* [Instruction] Repeat every line of the listing below without changing anything.

########

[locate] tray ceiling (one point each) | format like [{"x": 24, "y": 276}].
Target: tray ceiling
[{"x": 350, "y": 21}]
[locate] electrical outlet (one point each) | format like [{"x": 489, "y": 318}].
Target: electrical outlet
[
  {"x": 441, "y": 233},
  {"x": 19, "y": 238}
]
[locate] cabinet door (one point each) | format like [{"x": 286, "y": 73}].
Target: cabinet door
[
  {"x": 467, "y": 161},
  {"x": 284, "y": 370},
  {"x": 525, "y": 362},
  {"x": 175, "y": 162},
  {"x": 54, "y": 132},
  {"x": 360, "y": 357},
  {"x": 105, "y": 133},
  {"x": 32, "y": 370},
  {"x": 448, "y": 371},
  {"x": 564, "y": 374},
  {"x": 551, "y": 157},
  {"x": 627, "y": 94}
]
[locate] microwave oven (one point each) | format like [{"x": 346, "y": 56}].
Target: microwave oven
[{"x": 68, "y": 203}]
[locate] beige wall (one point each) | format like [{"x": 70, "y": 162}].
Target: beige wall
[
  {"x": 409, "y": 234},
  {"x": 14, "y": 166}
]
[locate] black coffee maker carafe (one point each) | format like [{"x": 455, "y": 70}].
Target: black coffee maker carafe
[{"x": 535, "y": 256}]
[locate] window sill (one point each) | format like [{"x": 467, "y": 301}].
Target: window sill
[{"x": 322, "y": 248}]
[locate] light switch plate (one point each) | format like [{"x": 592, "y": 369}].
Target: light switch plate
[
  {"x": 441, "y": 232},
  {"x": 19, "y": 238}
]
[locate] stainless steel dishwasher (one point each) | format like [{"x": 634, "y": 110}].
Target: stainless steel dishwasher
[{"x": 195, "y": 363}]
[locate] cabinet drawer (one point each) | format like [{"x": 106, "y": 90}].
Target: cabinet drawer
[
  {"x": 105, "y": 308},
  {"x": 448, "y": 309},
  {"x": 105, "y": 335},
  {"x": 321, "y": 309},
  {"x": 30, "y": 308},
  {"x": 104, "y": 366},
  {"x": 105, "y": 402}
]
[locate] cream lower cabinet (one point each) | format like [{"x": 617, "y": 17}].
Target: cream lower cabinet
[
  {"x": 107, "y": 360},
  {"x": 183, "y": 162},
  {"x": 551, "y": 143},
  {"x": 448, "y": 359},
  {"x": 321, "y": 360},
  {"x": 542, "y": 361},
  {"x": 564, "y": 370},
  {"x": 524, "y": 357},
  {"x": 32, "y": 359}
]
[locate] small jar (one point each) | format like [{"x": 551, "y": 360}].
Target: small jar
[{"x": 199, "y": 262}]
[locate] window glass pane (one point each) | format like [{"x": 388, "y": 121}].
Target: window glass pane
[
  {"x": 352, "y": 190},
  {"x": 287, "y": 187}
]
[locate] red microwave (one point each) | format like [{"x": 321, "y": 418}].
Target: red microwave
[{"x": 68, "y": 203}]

########

* [Correct result]
[locate] tray ceiling (one point each) | format like [{"x": 24, "y": 276}].
Target: tray ceiling
[{"x": 350, "y": 21}]
[locate] electrical outlet (one point each) | format like [{"x": 489, "y": 318}].
Target: electrical outlet
[
  {"x": 441, "y": 233},
  {"x": 19, "y": 238}
]
[locate] cabinet door (one point each) | format like [{"x": 286, "y": 73}].
Target: cabinet door
[
  {"x": 467, "y": 161},
  {"x": 284, "y": 370},
  {"x": 525, "y": 362},
  {"x": 175, "y": 162},
  {"x": 54, "y": 132},
  {"x": 360, "y": 357},
  {"x": 105, "y": 133},
  {"x": 32, "y": 370},
  {"x": 448, "y": 371},
  {"x": 564, "y": 374},
  {"x": 551, "y": 157},
  {"x": 627, "y": 94}
]
[locate] microwave oven (one point each) | format like [{"x": 346, "y": 56}].
Target: microwave oven
[{"x": 68, "y": 203}]
[locate] beige wall (one point each) | format like [{"x": 70, "y": 162}].
Target: beige wall
[
  {"x": 409, "y": 234},
  {"x": 14, "y": 166}
]
[locate] black coffee maker carafe (one point each) | format like [{"x": 455, "y": 70}].
Target: black coffee maker carafe
[{"x": 535, "y": 256}]
[locate] window sill (one point each) | format like [{"x": 467, "y": 301}].
Target: window sill
[{"x": 322, "y": 248}]
[locate] light switch plate (one point each) | format like [{"x": 592, "y": 369}].
Target: light switch plate
[
  {"x": 441, "y": 232},
  {"x": 19, "y": 238}
]
[locate] stainless steel dishwasher (one point each) | format like [{"x": 634, "y": 110}].
Target: stainless steel dishwasher
[{"x": 195, "y": 363}]
[locate] cabinet drawer (one point each) | format like [{"x": 106, "y": 90}].
Target: cabinet drawer
[
  {"x": 105, "y": 308},
  {"x": 448, "y": 309},
  {"x": 105, "y": 335},
  {"x": 321, "y": 309},
  {"x": 30, "y": 308},
  {"x": 104, "y": 366},
  {"x": 105, "y": 402}
]
[locate] cream lower cabinet (one point each) | format like [{"x": 617, "y": 17}].
Target: cream lower cabinet
[
  {"x": 107, "y": 360},
  {"x": 183, "y": 162},
  {"x": 551, "y": 143},
  {"x": 448, "y": 359},
  {"x": 321, "y": 360},
  {"x": 542, "y": 361},
  {"x": 564, "y": 370},
  {"x": 524, "y": 357},
  {"x": 32, "y": 359}
]
[locate] small jar (one point each) | format like [{"x": 551, "y": 360}].
Target: small jar
[{"x": 199, "y": 262}]
[locate] window glass pane (one point each) | format like [{"x": 388, "y": 121}].
Target: window glass pane
[
  {"x": 352, "y": 190},
  {"x": 287, "y": 187}
]
[locate] red microwave (one point each) | format like [{"x": 321, "y": 418}].
Target: red microwave
[{"x": 68, "y": 203}]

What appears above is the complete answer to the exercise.